● WHAT TO WORK ON
Report every line in the material below that contains the word "glass", copying each such line in full.

● RECORD EXTRACTS

==============================

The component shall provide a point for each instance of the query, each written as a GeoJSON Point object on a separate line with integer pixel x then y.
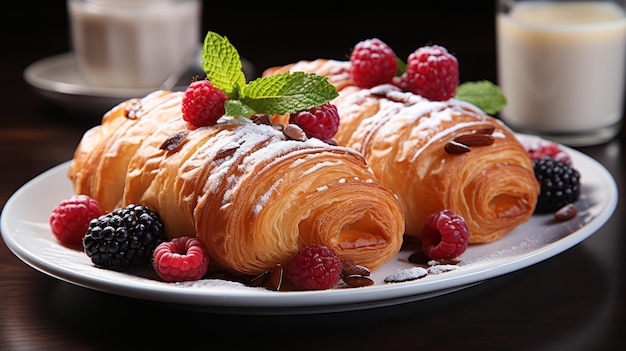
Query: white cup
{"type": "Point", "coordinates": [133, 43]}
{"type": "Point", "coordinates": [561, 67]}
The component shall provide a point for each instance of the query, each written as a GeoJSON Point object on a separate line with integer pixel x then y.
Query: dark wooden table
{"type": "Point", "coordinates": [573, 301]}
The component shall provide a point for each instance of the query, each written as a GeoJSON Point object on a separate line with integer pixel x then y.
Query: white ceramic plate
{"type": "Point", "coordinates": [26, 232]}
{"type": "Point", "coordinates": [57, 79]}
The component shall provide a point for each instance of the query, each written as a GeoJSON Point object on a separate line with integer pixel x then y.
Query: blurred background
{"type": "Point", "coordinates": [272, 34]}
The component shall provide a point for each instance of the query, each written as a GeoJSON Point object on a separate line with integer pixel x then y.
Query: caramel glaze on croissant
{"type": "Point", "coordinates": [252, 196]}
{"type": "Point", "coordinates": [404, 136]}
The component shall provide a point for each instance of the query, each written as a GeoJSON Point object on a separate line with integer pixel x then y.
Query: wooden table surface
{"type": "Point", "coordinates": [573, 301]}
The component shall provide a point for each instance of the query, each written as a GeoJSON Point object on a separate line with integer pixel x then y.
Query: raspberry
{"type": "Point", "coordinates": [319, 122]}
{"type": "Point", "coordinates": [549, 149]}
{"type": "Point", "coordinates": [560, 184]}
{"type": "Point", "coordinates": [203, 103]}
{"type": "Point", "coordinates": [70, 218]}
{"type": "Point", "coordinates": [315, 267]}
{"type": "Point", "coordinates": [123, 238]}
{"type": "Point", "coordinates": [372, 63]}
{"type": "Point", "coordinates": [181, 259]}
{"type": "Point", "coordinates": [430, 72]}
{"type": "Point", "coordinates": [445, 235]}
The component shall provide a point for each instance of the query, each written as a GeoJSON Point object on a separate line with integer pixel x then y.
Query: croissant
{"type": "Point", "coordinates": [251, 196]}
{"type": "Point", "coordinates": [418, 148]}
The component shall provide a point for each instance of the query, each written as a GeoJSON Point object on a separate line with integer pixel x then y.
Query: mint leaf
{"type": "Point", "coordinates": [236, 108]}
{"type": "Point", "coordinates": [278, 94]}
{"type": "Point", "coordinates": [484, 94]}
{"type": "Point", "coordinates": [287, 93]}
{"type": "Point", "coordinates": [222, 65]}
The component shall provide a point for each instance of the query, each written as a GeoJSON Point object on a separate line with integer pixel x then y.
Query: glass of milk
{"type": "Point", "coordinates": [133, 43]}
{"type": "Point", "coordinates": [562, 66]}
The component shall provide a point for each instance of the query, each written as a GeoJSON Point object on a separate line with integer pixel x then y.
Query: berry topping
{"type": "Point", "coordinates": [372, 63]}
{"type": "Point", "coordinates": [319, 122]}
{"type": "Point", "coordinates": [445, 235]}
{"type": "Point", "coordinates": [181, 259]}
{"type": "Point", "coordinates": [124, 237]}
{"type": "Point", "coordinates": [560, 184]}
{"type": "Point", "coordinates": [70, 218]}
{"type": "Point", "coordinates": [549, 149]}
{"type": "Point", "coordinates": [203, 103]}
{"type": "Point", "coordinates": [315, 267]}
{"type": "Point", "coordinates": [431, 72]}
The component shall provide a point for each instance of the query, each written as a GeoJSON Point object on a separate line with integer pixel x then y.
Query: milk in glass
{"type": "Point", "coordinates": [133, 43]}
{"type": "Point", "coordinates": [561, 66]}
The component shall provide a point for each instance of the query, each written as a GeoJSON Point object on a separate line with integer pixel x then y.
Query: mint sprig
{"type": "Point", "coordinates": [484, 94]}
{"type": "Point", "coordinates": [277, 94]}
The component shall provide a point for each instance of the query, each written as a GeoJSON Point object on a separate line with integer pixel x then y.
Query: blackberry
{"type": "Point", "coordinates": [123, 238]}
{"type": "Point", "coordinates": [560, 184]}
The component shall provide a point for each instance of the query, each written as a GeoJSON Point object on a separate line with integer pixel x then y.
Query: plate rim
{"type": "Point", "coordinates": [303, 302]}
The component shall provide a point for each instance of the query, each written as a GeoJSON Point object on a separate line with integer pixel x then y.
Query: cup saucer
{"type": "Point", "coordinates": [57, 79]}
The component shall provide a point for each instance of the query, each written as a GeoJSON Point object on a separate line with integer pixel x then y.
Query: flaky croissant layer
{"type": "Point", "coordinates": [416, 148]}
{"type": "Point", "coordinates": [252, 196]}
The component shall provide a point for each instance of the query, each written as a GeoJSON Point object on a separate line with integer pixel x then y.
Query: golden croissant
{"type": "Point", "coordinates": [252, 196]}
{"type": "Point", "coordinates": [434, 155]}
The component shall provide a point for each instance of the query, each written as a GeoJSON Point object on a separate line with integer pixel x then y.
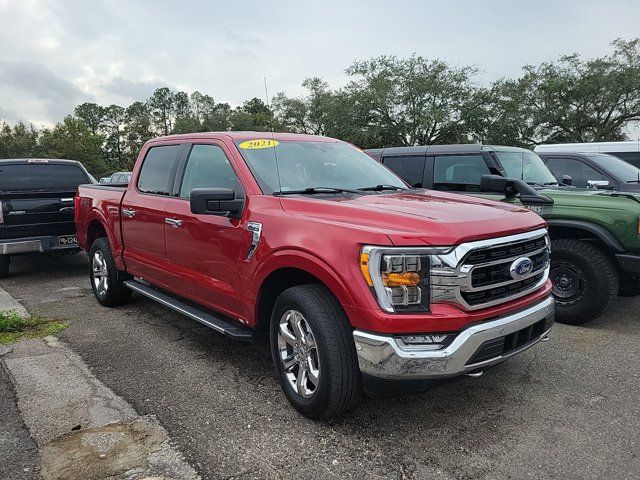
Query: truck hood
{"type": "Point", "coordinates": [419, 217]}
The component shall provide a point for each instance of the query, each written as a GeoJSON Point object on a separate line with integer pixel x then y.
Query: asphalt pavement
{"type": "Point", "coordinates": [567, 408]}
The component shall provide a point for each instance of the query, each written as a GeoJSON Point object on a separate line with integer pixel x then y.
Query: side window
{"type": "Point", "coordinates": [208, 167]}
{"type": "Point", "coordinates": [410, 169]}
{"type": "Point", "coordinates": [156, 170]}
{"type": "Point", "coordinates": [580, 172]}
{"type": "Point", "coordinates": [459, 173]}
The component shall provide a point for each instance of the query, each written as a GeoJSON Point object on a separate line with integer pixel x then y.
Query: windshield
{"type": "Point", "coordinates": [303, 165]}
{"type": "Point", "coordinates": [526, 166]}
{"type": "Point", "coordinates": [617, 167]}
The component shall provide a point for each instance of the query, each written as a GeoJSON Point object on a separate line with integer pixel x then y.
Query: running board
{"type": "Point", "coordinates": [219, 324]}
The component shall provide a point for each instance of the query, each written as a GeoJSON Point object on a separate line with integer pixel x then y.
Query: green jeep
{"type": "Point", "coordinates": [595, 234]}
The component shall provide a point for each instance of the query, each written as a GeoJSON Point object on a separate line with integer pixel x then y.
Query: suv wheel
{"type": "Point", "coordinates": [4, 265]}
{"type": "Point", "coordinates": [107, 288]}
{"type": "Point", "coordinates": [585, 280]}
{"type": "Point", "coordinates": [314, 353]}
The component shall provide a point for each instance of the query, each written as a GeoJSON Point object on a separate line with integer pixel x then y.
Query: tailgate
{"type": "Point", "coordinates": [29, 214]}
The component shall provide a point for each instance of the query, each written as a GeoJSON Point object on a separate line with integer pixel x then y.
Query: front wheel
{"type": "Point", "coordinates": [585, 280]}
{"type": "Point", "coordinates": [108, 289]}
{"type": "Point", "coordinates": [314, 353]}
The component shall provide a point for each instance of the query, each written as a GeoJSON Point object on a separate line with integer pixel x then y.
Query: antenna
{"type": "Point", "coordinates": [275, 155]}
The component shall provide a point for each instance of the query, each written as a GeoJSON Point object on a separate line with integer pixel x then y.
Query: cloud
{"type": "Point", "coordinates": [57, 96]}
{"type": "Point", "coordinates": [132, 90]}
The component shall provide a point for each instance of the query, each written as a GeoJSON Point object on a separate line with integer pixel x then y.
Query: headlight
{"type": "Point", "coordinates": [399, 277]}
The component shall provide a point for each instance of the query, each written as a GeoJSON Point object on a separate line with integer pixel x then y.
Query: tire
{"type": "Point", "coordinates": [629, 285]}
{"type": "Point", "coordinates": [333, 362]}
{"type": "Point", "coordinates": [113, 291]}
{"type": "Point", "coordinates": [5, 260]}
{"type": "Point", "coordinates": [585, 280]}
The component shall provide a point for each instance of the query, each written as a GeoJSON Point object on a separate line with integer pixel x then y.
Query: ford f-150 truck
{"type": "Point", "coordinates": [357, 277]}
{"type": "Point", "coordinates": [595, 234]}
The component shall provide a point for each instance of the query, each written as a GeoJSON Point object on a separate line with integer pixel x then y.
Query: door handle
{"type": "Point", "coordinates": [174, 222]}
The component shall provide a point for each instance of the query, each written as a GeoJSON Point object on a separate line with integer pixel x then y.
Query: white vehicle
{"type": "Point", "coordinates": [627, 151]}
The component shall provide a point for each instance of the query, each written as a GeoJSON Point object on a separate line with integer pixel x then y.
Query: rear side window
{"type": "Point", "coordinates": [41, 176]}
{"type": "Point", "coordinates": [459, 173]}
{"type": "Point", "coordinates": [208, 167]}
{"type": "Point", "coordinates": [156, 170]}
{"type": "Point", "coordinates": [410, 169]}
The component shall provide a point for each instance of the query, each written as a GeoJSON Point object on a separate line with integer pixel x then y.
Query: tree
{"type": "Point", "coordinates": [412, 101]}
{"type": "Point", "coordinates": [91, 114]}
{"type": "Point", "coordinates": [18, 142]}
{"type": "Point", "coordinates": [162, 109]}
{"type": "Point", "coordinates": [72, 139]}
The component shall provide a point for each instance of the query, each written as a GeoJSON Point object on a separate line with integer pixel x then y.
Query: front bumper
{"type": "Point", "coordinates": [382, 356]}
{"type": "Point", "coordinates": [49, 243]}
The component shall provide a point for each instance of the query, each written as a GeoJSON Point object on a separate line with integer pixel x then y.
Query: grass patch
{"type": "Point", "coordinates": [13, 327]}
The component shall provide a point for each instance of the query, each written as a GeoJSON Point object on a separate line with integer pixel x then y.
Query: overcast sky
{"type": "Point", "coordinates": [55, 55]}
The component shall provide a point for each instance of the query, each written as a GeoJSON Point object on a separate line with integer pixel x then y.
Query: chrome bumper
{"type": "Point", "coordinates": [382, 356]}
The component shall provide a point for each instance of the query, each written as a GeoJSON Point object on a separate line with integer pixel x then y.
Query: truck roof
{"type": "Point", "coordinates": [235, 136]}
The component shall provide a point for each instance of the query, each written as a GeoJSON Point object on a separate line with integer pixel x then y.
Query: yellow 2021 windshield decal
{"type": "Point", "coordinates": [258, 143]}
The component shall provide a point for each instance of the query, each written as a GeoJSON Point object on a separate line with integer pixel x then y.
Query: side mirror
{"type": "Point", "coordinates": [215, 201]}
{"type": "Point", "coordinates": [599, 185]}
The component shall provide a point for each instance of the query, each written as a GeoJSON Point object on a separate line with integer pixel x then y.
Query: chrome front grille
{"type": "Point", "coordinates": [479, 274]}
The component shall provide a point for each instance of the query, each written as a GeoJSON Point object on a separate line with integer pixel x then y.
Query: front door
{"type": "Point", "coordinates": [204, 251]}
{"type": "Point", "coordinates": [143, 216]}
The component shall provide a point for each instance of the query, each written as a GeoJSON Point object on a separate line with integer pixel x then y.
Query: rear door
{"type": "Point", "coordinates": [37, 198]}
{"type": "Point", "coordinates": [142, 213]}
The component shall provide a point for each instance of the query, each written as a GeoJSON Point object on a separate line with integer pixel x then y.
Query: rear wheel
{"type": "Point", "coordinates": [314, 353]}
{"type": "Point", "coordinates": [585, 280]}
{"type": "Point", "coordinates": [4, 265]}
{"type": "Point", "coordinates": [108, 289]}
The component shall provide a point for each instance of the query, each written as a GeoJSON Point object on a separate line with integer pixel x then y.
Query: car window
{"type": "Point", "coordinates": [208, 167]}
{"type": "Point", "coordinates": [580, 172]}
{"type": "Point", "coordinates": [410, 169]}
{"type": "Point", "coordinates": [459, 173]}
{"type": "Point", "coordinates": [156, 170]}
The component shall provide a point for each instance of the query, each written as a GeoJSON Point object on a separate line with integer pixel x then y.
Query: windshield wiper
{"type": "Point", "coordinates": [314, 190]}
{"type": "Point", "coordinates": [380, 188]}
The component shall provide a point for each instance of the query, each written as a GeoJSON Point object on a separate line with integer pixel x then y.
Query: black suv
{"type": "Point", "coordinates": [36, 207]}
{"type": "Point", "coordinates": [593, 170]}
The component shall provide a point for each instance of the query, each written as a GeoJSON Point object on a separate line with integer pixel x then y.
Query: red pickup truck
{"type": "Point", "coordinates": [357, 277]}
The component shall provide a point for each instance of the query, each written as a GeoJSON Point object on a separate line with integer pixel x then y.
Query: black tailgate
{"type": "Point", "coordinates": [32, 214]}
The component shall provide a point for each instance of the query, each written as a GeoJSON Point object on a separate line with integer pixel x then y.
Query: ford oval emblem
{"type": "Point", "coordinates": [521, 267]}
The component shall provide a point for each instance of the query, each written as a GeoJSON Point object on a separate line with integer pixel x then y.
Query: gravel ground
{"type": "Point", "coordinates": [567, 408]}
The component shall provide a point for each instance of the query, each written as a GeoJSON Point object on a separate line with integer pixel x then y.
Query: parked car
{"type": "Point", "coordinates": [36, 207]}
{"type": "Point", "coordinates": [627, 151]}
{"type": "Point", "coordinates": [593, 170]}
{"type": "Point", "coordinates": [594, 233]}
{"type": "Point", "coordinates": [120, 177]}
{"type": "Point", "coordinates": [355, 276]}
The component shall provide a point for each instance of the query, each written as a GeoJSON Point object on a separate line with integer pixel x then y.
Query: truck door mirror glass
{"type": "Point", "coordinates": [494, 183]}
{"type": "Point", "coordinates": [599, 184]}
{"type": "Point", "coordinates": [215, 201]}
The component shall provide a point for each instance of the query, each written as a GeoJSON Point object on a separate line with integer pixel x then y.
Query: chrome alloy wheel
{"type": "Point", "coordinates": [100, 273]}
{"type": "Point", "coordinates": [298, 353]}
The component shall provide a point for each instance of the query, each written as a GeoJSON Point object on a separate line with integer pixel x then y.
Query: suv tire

==============================

● TASK RESULT
Query: glass of milk
Query: milk in glass
Query: truck door mirror glass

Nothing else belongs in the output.